● Recorded information
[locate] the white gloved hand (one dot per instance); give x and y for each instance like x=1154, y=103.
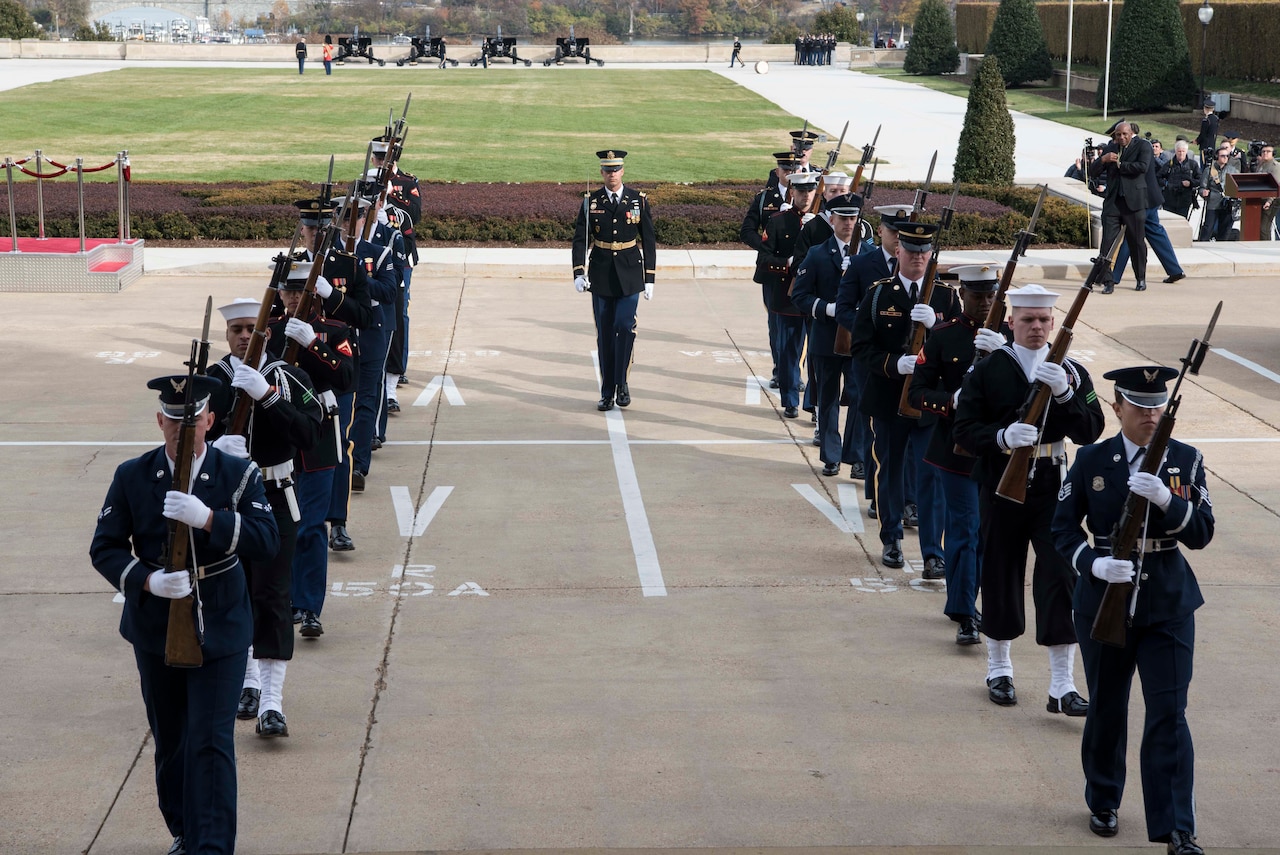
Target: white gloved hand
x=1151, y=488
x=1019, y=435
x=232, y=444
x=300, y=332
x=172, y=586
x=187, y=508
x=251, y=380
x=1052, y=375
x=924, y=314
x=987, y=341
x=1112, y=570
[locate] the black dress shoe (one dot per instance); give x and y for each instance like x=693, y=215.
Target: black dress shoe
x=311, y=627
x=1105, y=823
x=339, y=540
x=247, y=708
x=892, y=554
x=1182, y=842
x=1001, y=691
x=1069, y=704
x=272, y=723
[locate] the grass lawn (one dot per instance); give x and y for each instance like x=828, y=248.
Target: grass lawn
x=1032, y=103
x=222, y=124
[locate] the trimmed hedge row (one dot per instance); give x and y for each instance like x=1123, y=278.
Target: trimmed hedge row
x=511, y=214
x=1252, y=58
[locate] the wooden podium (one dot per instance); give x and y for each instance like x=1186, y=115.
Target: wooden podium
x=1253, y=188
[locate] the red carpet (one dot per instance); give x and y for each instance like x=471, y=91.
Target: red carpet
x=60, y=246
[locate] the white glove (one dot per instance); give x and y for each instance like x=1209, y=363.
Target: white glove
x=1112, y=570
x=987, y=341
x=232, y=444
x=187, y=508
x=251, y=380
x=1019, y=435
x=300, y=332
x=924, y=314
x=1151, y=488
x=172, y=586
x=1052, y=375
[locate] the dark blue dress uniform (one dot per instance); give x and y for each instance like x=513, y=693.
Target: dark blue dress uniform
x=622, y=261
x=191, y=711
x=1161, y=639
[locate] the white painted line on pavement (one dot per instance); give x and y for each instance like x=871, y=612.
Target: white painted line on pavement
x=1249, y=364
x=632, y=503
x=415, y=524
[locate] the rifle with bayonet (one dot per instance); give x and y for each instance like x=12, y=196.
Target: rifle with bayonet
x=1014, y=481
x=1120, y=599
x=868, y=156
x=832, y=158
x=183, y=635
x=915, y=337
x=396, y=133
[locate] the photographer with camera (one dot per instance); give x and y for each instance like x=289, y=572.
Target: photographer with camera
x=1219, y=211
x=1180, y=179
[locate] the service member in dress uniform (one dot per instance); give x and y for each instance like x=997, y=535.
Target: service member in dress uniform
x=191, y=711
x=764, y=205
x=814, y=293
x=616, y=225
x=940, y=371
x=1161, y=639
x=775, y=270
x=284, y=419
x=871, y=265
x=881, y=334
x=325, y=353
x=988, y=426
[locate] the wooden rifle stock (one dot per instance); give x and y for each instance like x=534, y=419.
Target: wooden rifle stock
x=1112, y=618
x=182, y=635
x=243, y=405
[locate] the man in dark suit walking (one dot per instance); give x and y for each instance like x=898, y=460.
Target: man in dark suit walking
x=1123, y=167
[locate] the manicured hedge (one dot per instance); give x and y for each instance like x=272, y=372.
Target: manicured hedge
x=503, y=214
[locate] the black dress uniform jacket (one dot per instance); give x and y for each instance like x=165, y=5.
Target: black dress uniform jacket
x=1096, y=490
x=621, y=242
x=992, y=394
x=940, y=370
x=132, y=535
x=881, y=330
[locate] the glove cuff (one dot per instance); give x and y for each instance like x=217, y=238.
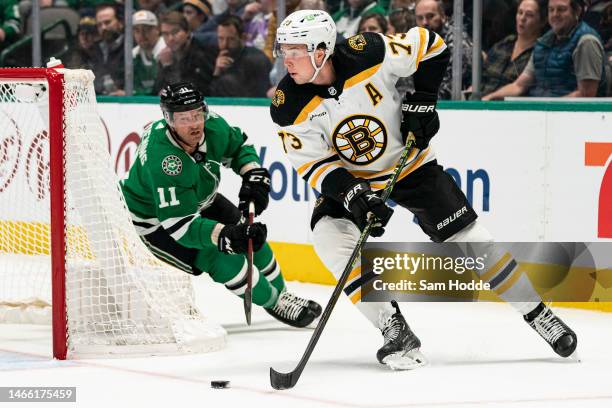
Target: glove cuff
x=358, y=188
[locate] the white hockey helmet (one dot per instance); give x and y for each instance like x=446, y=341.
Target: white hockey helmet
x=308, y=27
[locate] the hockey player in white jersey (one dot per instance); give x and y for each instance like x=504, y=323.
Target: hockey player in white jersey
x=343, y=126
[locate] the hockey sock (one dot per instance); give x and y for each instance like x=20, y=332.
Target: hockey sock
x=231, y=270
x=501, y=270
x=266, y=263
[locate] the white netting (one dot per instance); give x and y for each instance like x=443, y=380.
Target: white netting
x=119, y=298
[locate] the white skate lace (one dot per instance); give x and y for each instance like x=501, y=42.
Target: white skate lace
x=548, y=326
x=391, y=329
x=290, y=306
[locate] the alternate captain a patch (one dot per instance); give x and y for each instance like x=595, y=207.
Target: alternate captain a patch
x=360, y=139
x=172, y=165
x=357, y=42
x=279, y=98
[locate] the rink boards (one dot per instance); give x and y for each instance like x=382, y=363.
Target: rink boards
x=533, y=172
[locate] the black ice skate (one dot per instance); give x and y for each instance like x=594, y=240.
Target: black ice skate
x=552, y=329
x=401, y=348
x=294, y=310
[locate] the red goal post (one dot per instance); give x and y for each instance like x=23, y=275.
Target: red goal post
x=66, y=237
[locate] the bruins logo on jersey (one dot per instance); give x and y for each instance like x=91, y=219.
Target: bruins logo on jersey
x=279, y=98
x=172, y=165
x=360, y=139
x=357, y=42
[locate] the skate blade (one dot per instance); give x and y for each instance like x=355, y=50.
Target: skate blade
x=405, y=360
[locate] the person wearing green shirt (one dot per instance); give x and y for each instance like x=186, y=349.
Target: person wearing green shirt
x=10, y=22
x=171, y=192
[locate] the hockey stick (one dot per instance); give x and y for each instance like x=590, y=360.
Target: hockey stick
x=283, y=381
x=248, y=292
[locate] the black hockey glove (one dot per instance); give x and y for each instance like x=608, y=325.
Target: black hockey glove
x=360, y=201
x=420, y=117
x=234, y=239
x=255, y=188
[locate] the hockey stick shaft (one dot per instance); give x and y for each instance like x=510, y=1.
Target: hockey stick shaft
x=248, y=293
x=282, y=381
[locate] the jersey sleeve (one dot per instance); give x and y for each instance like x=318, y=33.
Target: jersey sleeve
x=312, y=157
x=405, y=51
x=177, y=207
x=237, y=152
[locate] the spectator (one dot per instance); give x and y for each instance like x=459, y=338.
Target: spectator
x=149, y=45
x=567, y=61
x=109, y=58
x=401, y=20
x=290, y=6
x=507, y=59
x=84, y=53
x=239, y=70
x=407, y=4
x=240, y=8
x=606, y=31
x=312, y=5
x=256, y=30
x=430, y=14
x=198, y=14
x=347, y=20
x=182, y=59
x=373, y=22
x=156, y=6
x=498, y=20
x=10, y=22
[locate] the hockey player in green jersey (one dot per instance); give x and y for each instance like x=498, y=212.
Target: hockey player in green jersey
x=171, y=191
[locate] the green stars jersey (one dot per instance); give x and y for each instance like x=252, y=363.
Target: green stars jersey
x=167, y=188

● Problem description
Copy out the listing above, substituting "Label" for every "Target" and keeping everything else the same. Leave the pictures out.

● Problem solution
[locate] the white gloved hand (one dot per instance); give x and y for each instance like x=1154, y=103.
Label: white gloved hand
x=1151, y=488
x=1019, y=435
x=232, y=444
x=300, y=332
x=172, y=586
x=187, y=508
x=251, y=380
x=1052, y=375
x=924, y=314
x=987, y=341
x=1112, y=570
[locate] the black dress shoe (one dot per instance); give x and y for each instance like x=693, y=215.
Label: black dress shoe
x=311, y=627
x=1105, y=823
x=339, y=540
x=247, y=708
x=892, y=554
x=1182, y=842
x=1001, y=691
x=1069, y=704
x=272, y=723
[locate] the grass lawn (one dot per instance); give x and y for each instance like x=828, y=248.
Label: grass lawn
x=1032, y=103
x=222, y=124
[locate] the trimmed hedge row (one dot per instance); give x and y for each instance like x=1123, y=278.
Label: trimmed hedge row
x=511, y=214
x=1252, y=58
[locate] the wooden podium (one dot per instance); give x and y for each instance like x=1186, y=115.
Label: wooden podium
x=1253, y=188
[locate] the red carpet (one dot per instance); give x and y for each instance like x=471, y=91.
Label: red carpet
x=60, y=246
[locate] the white glove (one dot per instance); give x and y for each instance like x=1209, y=363.
Label: white glove
x=1112, y=570
x=987, y=341
x=232, y=444
x=187, y=508
x=251, y=380
x=1019, y=435
x=300, y=332
x=924, y=314
x=1151, y=488
x=172, y=586
x=1052, y=375
[locate] the dark blue dress uniform (one dot per instance); give x and y for each instance like x=513, y=693.
Label: dark blue dress uniform
x=622, y=261
x=191, y=711
x=1161, y=639
[locate] the white painted line on pavement (one dot per instance); give x and y for each instance like x=871, y=612.
Label: white painted line on pavement
x=1249, y=364
x=632, y=503
x=415, y=524
[locate] the rifle with bayonet (one dot per instance); give x and y for each instance like x=12, y=196.
Label: rifle with bayonet
x=1014, y=481
x=1120, y=599
x=868, y=156
x=832, y=158
x=183, y=635
x=915, y=337
x=396, y=133
[locate] the photographer with camera (one dot per instance); give x and y for each instance like x=289, y=572.
Label: photographer with camera
x=1219, y=211
x=1180, y=179
[locate] the service member in dress uniform (one dot per instance); give x and y for each instance like x=997, y=535.
Label: service member in dress uniform
x=191, y=711
x=764, y=205
x=814, y=293
x=616, y=225
x=940, y=371
x=1161, y=639
x=775, y=270
x=284, y=419
x=871, y=265
x=881, y=334
x=325, y=353
x=988, y=426
[locate] the wooden rifle stock (one dot per instance); give x and y for each instance like x=534, y=419.
Label: wooden rifle stock
x=1112, y=618
x=182, y=635
x=243, y=405
[locate] the man in dark suit walking (one dot per instance); give x and y for each instance like x=898, y=460.
Label: man in dark suit walking
x=1123, y=167
[locate] the manicured hedge (one dot per instance); give x and y for each instance like x=272, y=372.
Label: manicured hedge
x=503, y=214
[locate] the black dress uniform jacket (one dot per instance); give x and y for each instance like x=165, y=5.
Label: black dress uniform jacket
x=1096, y=490
x=621, y=242
x=992, y=394
x=940, y=370
x=132, y=535
x=881, y=330
[locate] the glove cuff (one dot per instance); give x and y for each instance like x=217, y=238.
Label: glove cuff
x=358, y=188
[locate] the white hockey helmet (one dot per instance); give x and y for each instance like x=446, y=341.
Label: white hockey helmet
x=308, y=27
[locate] the hockey player in white jersey (one dot per instance); give x and y for each instance like x=504, y=323.
Label: hockey player in white jersey
x=343, y=126
[locate] the hockey sock (one dot per instance); give x and y for each instance like x=20, y=332.
Label: hockey sock
x=231, y=270
x=501, y=270
x=266, y=263
[locate] the white netting (one dot per instance); give x and y for each instance like x=443, y=380.
Label: white netting
x=119, y=298
[locate] the white skate lace (one dot per instance); give x and y for each instance like x=501, y=42.
Label: white skate lace
x=548, y=326
x=391, y=329
x=290, y=306
[locate] the alternate captain a patch (one dot per instance); give x and y for each instance like x=595, y=207.
Label: alternate captain a patch
x=360, y=139
x=172, y=165
x=357, y=42
x=279, y=98
[locate] the rink boards (one dot per instance); give x and y for each instance like x=382, y=363.
Label: rink boards
x=533, y=172
[locate] the black ice skate (one dot per instance); give x and y for each instance like x=594, y=240.
Label: black ice skate
x=552, y=329
x=401, y=348
x=294, y=310
[locate] the red goal post (one dot per instance); give x and y for each instance like x=23, y=275.
Label: red goal post
x=66, y=237
[locate] the bruins logo on jersey (one dot per instance); give x and y for each instance like x=91, y=219.
Label: bruins logo on jersey
x=279, y=98
x=172, y=165
x=360, y=139
x=357, y=42
[locate] the skate blade (one dot per instance); give x and y for each instance like x=355, y=50.
Label: skate blade
x=405, y=360
[locate] the person wearing green shirt (one dot per instance); give x and y for each instance like x=186, y=349.
Label: person wearing green shirt
x=10, y=22
x=171, y=192
[locate] the hockey stick (one dot per instance); give x and y for each instance like x=590, y=360.
Label: hockey stick
x=283, y=381
x=248, y=292
[locate] the black hockey glove (one dot per instance); give x and y for each instance like x=608, y=325.
Label: black hockey glove
x=360, y=201
x=420, y=117
x=234, y=239
x=255, y=188
[locate] the hockey stick shaft (one dot per instance); give x and y for each instance like x=510, y=1.
Label: hockey stick shaft
x=248, y=293
x=282, y=381
[locate] the jersey sleeve (one dot per instance); give x and y for each instance like x=318, y=33.
Label: jersey sleeve
x=312, y=157
x=405, y=51
x=177, y=207
x=237, y=152
[locate] the spectator (one dot per instance); give x and y for each instance like x=459, y=338.
Label: spectator
x=149, y=45
x=567, y=61
x=109, y=58
x=401, y=20
x=290, y=6
x=507, y=59
x=84, y=53
x=239, y=70
x=407, y=4
x=240, y=8
x=606, y=31
x=312, y=5
x=256, y=30
x=430, y=14
x=198, y=14
x=347, y=20
x=182, y=59
x=373, y=22
x=156, y=6
x=498, y=20
x=10, y=22
[locate] the hockey player in green jersey (one dot per instance); give x and y for each instance like x=498, y=212.
Label: hockey player in green jersey
x=171, y=191
[locate] the green stars jersey (one dot per instance); give x and y for each instance like x=252, y=363.
Label: green stars jersey
x=167, y=188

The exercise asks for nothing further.